**Stated task A**
Arrange the entries from the line containing "Radiology assistant, locate the awning" through the last line of the entries as a Markdown table with the columns Row and Entry line. Number each row and leave out blank lines.
— BEGIN Source excerpt —
I am of opinion that the widow is not entitled to any thing under this will.2 That therefore she is put to claim her legal rights which are one third of the lands and slaves for life as of her dower, and a child’s part, that is, one ninth of the personal estate in absolute property, the testator’s debts being first paid. In allotting dower, all lands adjacent to each other are to be considered as one tract and the dower to be laid off in one parcel: but separate tracts must be separately divided.

I think that the two children born after making the will are entitled to share equally with those born before. The cases of Garbland v. Mayot 2. Ver. 105. Cook v. Cook ib. 545. and Bateman v. Roach 9. Mod. 104.3 have so decided; and the late case4 of Coleman v. Seymour 1. Vez. 209. admits it.5 The particular circumstance of this case, which is of a father making provision for his children, all of whom are equally near to him, can leave no doubt but that had he been asked at his death whether he intended that his two children born after making the will should take? he would have answered affirmatively. 2 Vez. 84. and if his intention be admitted, it will be carried into execution.

Though there be no words of limitation annexed to this devise to the children they will take a fee simple, a devise of a man’s ‘estate’ having been often determined to pass all his interest in the subject.
— END Source excerpt —
**Stated task B**
Restate word for word the part of the legal opinion above that opens with the words "Though there be" and closes with "in the subject.".
— BEGIN Records for the exercise —
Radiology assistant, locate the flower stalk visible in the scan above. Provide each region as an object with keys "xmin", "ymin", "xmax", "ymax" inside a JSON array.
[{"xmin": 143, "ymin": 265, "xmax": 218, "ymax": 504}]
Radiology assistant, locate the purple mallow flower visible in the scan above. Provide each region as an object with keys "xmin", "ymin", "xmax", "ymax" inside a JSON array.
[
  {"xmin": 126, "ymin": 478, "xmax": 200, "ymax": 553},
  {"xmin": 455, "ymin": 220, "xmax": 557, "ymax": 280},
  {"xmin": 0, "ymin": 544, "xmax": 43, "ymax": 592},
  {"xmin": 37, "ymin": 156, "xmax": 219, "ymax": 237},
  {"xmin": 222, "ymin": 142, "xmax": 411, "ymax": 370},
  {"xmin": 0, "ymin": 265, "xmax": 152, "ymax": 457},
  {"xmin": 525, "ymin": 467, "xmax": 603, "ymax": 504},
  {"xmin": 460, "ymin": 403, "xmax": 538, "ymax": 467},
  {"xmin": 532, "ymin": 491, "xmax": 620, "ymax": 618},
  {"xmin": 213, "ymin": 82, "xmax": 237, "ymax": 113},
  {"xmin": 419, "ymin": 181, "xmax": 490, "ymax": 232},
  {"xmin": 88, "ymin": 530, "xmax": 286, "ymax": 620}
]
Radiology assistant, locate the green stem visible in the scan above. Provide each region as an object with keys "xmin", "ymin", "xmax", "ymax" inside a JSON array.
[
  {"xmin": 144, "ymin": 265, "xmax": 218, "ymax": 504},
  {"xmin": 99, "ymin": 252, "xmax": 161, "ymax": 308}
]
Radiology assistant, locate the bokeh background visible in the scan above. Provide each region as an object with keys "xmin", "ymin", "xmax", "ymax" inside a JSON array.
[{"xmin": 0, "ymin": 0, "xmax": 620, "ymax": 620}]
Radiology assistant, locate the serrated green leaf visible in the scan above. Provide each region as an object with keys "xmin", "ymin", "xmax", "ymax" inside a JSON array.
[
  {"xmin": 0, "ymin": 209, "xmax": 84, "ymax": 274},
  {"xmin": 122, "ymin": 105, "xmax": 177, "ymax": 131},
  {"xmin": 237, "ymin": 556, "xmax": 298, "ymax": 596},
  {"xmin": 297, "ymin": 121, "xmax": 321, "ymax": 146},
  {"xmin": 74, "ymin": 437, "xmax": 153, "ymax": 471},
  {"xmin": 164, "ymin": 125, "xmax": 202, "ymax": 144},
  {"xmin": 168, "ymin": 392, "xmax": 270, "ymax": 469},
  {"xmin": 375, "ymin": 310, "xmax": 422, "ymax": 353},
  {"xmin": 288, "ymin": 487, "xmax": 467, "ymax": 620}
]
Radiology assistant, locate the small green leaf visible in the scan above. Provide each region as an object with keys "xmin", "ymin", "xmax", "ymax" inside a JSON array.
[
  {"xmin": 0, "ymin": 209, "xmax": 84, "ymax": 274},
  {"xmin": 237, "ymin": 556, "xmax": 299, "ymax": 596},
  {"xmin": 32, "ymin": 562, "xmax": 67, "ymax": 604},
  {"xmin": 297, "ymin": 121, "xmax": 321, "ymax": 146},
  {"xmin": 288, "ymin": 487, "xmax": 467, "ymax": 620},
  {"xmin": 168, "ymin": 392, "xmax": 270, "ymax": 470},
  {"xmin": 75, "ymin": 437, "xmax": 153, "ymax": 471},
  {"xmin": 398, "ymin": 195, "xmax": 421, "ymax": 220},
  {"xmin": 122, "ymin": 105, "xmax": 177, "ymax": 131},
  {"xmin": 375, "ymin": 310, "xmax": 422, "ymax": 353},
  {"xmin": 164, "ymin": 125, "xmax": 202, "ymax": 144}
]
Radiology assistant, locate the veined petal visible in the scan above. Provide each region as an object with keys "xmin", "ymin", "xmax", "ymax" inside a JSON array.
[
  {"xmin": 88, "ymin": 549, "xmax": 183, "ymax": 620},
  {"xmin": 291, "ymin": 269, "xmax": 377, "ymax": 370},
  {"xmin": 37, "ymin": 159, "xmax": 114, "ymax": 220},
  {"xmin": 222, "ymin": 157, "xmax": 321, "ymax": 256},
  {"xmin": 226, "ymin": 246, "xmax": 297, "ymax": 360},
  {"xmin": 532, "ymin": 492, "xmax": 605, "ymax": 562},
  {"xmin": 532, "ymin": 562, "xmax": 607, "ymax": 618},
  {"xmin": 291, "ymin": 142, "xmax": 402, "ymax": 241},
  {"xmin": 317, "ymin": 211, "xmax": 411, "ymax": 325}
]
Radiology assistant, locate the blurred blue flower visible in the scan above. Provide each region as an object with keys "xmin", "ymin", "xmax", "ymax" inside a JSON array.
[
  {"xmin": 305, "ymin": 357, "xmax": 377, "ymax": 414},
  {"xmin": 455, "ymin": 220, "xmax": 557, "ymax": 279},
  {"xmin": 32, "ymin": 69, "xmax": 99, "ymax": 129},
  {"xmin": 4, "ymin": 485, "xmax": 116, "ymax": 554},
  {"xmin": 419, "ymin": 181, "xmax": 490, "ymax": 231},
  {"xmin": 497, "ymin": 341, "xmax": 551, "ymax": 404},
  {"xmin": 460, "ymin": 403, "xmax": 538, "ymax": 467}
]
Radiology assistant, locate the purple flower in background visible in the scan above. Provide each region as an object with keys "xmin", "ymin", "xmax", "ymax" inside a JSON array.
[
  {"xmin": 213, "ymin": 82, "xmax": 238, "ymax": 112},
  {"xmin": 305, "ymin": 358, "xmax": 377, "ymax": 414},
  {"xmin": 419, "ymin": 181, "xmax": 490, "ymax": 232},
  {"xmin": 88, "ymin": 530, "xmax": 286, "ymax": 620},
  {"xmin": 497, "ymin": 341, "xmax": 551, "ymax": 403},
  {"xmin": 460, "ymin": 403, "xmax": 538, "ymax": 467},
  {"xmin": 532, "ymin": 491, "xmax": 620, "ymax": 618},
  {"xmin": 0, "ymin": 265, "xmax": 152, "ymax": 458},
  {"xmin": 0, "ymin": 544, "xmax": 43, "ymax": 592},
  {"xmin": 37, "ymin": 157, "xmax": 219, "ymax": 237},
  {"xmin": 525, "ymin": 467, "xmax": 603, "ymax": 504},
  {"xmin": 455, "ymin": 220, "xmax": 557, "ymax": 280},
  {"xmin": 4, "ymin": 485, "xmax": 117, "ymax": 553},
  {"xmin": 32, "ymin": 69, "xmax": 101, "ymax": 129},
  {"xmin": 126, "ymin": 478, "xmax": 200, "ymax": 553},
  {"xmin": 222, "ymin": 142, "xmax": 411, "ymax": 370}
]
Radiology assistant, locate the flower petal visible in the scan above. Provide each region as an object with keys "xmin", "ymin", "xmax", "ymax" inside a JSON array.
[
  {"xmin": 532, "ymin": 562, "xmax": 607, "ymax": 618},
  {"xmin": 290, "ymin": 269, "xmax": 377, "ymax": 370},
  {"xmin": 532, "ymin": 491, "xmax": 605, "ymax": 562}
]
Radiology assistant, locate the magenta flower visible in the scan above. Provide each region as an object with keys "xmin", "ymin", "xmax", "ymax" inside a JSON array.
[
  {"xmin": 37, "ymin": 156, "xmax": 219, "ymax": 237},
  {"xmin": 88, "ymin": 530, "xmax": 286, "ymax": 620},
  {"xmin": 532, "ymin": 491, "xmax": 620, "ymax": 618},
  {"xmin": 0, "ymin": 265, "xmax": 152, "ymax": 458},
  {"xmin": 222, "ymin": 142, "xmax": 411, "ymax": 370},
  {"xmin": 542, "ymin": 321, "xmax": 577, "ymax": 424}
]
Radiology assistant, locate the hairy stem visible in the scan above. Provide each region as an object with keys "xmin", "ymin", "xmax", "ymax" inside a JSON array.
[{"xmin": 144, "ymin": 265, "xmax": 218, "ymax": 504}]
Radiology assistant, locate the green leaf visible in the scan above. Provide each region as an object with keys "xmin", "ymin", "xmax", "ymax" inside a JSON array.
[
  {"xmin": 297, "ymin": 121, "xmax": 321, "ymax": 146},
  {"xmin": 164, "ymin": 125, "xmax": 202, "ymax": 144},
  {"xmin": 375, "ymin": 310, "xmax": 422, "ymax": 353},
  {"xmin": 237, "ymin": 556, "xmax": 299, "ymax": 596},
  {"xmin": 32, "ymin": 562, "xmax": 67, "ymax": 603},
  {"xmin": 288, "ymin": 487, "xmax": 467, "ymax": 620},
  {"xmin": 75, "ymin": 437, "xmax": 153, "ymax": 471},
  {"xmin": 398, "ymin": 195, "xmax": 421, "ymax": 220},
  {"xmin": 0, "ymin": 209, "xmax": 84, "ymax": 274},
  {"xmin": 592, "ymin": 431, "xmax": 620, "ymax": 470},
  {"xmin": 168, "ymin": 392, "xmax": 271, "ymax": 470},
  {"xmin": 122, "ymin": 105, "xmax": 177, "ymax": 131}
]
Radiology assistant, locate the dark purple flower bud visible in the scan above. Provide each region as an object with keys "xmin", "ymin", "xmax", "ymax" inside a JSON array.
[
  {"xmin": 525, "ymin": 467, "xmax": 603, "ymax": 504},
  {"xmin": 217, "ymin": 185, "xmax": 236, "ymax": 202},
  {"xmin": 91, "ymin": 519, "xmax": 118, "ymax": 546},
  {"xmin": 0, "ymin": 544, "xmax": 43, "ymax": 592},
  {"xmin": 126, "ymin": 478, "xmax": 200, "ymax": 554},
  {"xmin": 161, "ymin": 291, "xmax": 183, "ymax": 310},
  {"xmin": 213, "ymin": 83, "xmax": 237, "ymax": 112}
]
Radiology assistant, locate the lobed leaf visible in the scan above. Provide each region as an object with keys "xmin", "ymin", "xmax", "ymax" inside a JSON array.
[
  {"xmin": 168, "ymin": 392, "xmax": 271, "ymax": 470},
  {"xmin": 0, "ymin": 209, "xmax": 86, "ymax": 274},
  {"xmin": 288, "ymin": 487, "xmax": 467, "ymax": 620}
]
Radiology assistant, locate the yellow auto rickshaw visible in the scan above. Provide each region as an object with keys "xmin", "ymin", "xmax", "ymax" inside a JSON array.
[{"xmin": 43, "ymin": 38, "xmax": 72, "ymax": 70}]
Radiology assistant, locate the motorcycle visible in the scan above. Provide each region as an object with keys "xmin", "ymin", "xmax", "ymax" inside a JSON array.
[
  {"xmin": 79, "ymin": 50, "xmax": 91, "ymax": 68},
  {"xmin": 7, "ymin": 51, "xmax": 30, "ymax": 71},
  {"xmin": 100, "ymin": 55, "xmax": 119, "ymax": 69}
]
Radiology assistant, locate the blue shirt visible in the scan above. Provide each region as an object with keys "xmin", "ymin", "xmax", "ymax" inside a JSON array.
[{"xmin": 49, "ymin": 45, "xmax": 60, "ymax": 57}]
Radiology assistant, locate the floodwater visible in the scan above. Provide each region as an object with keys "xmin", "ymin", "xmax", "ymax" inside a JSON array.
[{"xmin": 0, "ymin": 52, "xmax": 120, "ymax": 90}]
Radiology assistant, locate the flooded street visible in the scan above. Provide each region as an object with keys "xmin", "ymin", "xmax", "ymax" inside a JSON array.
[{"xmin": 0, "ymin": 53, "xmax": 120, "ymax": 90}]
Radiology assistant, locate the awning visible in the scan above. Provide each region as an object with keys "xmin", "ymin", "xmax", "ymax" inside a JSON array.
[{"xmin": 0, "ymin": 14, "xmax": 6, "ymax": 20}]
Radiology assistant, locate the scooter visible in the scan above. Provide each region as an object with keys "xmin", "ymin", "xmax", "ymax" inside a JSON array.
— END Records for the exercise —
**Finished answer A**
| Row | Entry line |
|---|---|
| 1 | Radiology assistant, locate the awning visible in the scan above. Provide each region as an object with keys "xmin", "ymin", "xmax", "ymax" inside a JSON array. |
| 2 | [{"xmin": 0, "ymin": 14, "xmax": 6, "ymax": 20}] |
| 3 | Radiology assistant, locate the scooter visible in the scan above. Provide each region as an object with keys "xmin", "ymin", "xmax", "ymax" inside a JSON array. |

**Finished answer B**
Though there be no words of limitation annexed to this devise to the children they will take a fee simple, a devise of a man’s ‘estate’ having been often determined to pass all his interest in the subject.